THE TASK: Reproduce verbatim the stretch of the records from the line containing "outline <item>coastal cliff</item>" through the line containing "118L439 107L428 106ZM421", both lines included. Omit the pictures from your output.

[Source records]
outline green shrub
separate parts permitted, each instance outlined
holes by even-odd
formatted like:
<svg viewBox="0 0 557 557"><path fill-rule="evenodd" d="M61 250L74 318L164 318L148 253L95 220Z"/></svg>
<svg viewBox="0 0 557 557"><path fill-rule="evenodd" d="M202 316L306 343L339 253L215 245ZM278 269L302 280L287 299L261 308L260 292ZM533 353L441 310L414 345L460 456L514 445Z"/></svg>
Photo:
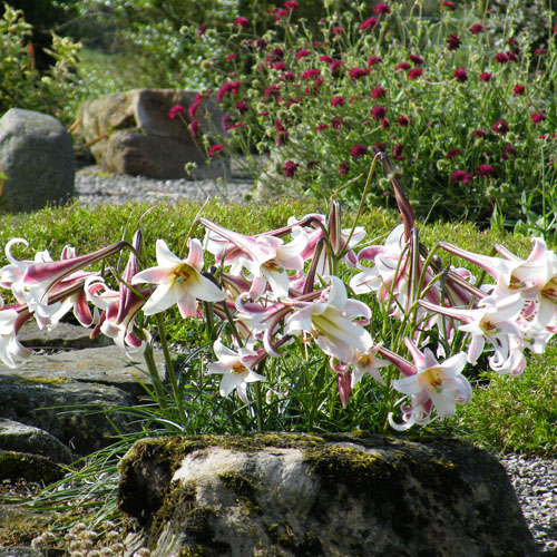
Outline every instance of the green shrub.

...

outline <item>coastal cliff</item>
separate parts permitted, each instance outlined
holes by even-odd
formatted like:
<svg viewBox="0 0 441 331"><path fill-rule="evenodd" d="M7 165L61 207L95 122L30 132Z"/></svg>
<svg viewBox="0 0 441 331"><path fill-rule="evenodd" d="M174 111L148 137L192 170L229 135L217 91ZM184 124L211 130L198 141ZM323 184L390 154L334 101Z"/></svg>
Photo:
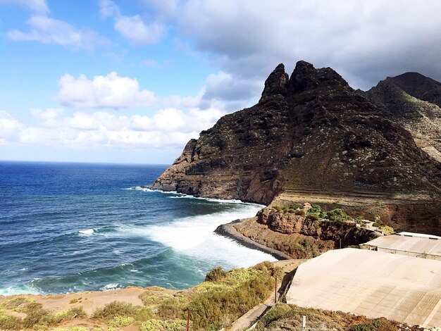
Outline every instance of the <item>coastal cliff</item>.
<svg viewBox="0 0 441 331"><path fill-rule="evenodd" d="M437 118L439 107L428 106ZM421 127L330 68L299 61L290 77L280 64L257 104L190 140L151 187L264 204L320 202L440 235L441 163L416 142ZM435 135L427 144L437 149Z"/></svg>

WORKED ANSWER:
outline <item>coastal cliff</item>
separate parts permitted, each instance outlined
holes by even-odd
formatted like:
<svg viewBox="0 0 441 331"><path fill-rule="evenodd" d="M7 165L61 207L95 122L30 132Z"/></svg>
<svg viewBox="0 0 441 331"><path fill-rule="evenodd" d="M174 111L148 137L192 170L229 135L217 91ZM184 124L211 130L198 141ZM323 184L390 154L334 101Z"/></svg>
Photo:
Outline every instance of the <item>coastal cliff</item>.
<svg viewBox="0 0 441 331"><path fill-rule="evenodd" d="M437 118L439 107L428 106ZM421 127L330 68L299 61L290 77L280 64L257 104L190 140L151 187L264 204L320 202L440 235L441 163L416 142ZM435 135L427 144L437 149Z"/></svg>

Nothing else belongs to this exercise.